Кажется, что тем самым внезапно найден тот пункт, в поисках которого мы остановились перед непреодолимым дуализмом чистого и практического разума, перед вопросом о субъекте «дела-действия», «порождения» действительности как тотальности. Тем более, что данный способ действия (пусть даже пестрая многозначность этого проясняющего понятия понимается как необходимость: мы здесь не касаемся данного момента) не приходится ни искать, впадая в мифологизацию, в некоей трансцендентальной конструкции, ни предъявлять его в виде всего лишь «душевного факта», томления сознания; напротив, он обладает также конкретной и действительной областью своего выполнения: таковой является искусство. Здесь не место рассматривать в деталях всевозрастающее проблемно-историческое значение теории искусства и эстетики для совокупной картины мира в XVIII веке. Наша задача здесь, как и вообще в данных рассмотрениях, заключается единственно в том, чтобы показать общественно-историческое основание, которое повело к данной постановке вопроса, которое придало эстетике, рефлексии об искусстве мировоззренческое значение, какого искусство никогда не имело прежде. Но это ни в коем случае не означает, будто одновременно само искусство переживало несравненную, объективно художественную эпоху расцвета. Наоборот. Объективно говоря, возникшая в ходе этого развития художественная продукция, за очень редкими исключениями, не выдерживает даже отдаленного сравнения с прежними эпохами расцвета. Главное здесь состоит в системном, теоретическом, мировоззренческом значении, которое приобретает в эту эпоху принцип искусства.

Задание 1: Пожалуйста, повторите всю статью о мировоззренческом значении искусства слово в слово.
Задание 2: Воспроизведите без изменений строки листинга от самого начала до строки с «[[73, 151]]» включительно.

Записи набора данных:
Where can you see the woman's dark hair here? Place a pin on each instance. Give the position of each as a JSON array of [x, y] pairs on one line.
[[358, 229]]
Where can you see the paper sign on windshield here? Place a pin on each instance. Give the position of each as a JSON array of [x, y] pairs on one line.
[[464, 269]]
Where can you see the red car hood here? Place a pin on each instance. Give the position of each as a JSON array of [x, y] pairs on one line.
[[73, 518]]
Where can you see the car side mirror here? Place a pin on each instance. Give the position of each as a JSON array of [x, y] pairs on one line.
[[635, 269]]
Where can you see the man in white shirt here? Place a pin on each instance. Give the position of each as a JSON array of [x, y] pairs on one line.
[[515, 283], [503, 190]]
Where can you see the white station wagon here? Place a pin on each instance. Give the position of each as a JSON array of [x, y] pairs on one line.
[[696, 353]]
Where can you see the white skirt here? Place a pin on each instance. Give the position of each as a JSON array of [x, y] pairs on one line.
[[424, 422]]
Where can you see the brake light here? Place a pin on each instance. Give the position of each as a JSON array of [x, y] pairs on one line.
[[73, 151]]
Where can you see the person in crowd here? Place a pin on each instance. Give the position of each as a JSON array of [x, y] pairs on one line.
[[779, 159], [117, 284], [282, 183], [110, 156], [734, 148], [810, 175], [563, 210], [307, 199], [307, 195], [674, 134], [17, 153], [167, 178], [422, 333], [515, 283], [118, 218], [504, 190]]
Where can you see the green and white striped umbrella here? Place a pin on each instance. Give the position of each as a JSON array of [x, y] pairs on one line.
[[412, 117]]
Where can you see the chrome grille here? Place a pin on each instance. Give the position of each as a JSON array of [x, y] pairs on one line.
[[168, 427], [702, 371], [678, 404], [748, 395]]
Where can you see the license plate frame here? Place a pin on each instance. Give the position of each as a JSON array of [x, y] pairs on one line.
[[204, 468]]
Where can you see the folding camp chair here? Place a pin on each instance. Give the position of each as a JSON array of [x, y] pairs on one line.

Ответ 1:
Кажется, что тем самым внезапно найден тот пункт, в поисках которого мы остановились перед непреодолимым дуализмом чистого и практического разума, перед вопросом о субъекте «дела-действия», «порождения» действительности как тотальности. Тем более, что данный способ действия (пусть даже пестрая многозначность этого проясняющего понятия понимается как необходимость: мы здесь не касаемся данного момента) не приходится ни искать, впадая в мифологизацию, в некоей трансцендентальной конструкции, ни предъявлять его в виде всего лишь «душевного факта», томления сознания; напротив, он обладает также конкретной и действительной областью своего выполнения: таковой является искусство. Здесь не место рассматривать в деталях всевозрастающее проблемно-историческое значение теории искусства и эстетики для совокупной картины мира в XVIII веке. Наша задача здесь, как и вообще в данных рассмотрениях, заключается единственно в том, чтобы показать общественно-историческое основание, которое повело к данной постановке вопроса, которое придало эстетике, рефлексии об искусстве мировоззренческое значение, какого искусство никогда не имело прежде. Но это ни в коем случае не означает, будто одновременно само искусство переживало несравненную, объективно художественную эпоху расцвета. Наоборот. Объективно говоря, возникшая в ходе этого развития художественная продукция, за очень редкими исключениями, не выдерживает даже отдаленного сравнения с прежними эпохами расцвета. Главное здесь состоит в системном, теоретическом, мировоззренческом значении, которое приобретает в эту эпоху принцип искусства.

Ответ 2:
Where can you see the woman's dark hair here? Place a pin on each instance. Give the position of each as a JSON array of [x, y] pairs on one line.
[[358, 229]]
Where can you see the paper sign on windshield here? Place a pin on each instance. Give the position of each as a JSON array of [x, y] pairs on one line.
[[464, 269]]
Where can you see the red car hood here? Place a pin on each instance. Give the position of each as a JSON array of [x, y] pairs on one line.
[[73, 518]]
Where can you see the car side mirror here? Place a pin on each instance. Give the position of each as a JSON array of [x, y] pairs on one line.
[[635, 269]]
Where can you see the man in white shirt here? Place a pin on each instance. Give the position of each as a JSON array of [x, y] pairs on one line.
[[515, 283], [503, 190]]
Where can you see the white station wagon here? Place a pin on each instance. Give the position of each as a JSON array of [x, y] pairs on one line.
[[696, 353]]
Where can you see the white skirt here? Place a pin on each instance. Give the position of each as a JSON array of [x, y] pairs on one line.
[[424, 422]]
Where can you see the brake light here? Place a pin on each instance. Give the position of each as a JSON array of [x, y] pairs on one line.
[[73, 151]]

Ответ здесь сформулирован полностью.